"unspecified launch failure" but "No CUDA-MEMCHECK"


I have a distributed CUDA program. The program has multiple threads, each thread doing kernel launches and cudaMemcpyAsync() in separate streams. The program usually runs fine, but sometimes I see “unspecified launch failure” errors. Since the error does not occur every time, I guess it’s caused by some concurrency issues.

I googled my problem, and almost all such “unspecified launch failure” are because of out of bound array accesses, and people suggest using cuda-memcheck. I tried running my program with cuda-memcheck, and the problem happens less often (probably because the program runs much slower with cuda-memcheck). I finally got a run with this problem occurred. However, cuda-memcheck says “No CUDA-MEMCHECK results found”. I’m completely confused. Does “No CUDA-MEMCHECK results found” mean no memory problems in my program? So why it has “unspecified launch failure”?

__________________________________________________

### DIRECTIVES
[1] Summarize the forum post about the intermittent CUDA launch failure in two sentences.
[2] Continue the forum post about the intermittent CUDA launch failure, starting after its final question.
The items that come next are separate material, unrelated to the forum post about the CUDA launch failure.

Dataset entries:
__________________________________________________

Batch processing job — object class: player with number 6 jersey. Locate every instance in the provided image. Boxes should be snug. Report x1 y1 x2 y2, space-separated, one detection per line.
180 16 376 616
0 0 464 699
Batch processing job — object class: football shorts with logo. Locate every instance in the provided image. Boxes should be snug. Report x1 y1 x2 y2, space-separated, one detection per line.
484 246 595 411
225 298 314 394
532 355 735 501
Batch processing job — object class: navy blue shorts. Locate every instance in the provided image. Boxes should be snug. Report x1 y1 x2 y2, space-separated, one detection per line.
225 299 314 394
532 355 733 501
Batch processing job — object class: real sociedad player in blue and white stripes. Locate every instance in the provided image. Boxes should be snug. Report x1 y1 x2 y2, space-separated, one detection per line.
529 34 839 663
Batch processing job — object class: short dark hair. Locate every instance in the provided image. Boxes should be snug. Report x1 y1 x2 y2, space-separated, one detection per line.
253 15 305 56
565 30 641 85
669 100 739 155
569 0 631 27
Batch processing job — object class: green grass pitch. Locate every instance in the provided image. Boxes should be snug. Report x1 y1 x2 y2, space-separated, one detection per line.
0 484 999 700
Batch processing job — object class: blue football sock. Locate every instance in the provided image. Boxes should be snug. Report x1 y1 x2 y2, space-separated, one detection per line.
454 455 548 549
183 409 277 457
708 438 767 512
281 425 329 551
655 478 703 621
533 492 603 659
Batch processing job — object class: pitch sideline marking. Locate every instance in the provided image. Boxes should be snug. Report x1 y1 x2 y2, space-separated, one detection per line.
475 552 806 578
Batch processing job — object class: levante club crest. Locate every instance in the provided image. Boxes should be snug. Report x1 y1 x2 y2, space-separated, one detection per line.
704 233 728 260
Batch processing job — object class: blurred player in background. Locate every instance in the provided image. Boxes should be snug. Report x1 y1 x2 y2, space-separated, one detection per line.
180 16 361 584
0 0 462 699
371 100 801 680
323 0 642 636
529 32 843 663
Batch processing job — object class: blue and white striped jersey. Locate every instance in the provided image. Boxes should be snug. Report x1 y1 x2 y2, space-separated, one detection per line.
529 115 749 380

__________________________________________________

### FINAL RESULTS
[1] A multithreaded, distributed CUDA program that launches kernels and calls cudaMemcpyAsync() in separate streams sometimes fails with "unspecified launch failure," which the author suspects comes from a concurrency issue. Following common advice, the author ran it under cuda-memcheck and finally reproduced the failure, but the tool reported "No CUDA-MEMCHECK results found," leaving the author unsure whether the program has memory problems and why the error occurs.

[2]
Also, I saw someone saying that “unspecified launch failure” could only be caused by kernel launches, and that cudaMemcpyAsync() will never cause “unspecified launch failure”. Is it true?

Thank you so much!

My output looks something like that:

h5: ========= CUDA-MEMCHECK
h5: ========= Program hit cudaErrorLaunchFailure (error 4) due to “unspecified launch failure” on CUDA API call to cudaStreamSynchronize.
h5: ========= Saved host backtrace up to driver entry point at error
h5: ========= Host Frame:/usr/lib/libcuda.so.1 [0x2ef613]
h5: ========= Host Frame:/usr/local/cuda/lib64/libcudart.so.6.5 (cudaStreamSynchronize + 0x15e) [0x3773e]
h5: ========= Host Frame:libmyproj.so (_ZN19MyClassl25send_updatesEjij + 0x225) [0x3f355]
h5: ========= Host Frame:/usr/lib/x86_64-linux-gnu/libboost_thread.so.1.54.0 [0xba4a]
h5: ========= Host Frame:/lib/x86_64-linux-gnu/libpthread.so.0 [0x8182]
h5: ========= Host Frame:/lib/x86_64-linux-gnu/libc.so.6 (clone + 0x6d) [0xfb38d]
h5: =========
h5: ========= Error: process didn’t terminate successfully
h5: ========= Internal error (20)
h5: ========= No CUDA-MEMCHECK results found

  1. I would suggest updating to CUDA 7.5 Newer CUDA versions have fixed bugs and incorporated various enhancements.

  2. Your cuda-memcheck output seems to indicate an internal error. This is possibly something that would be fixed in a newer release.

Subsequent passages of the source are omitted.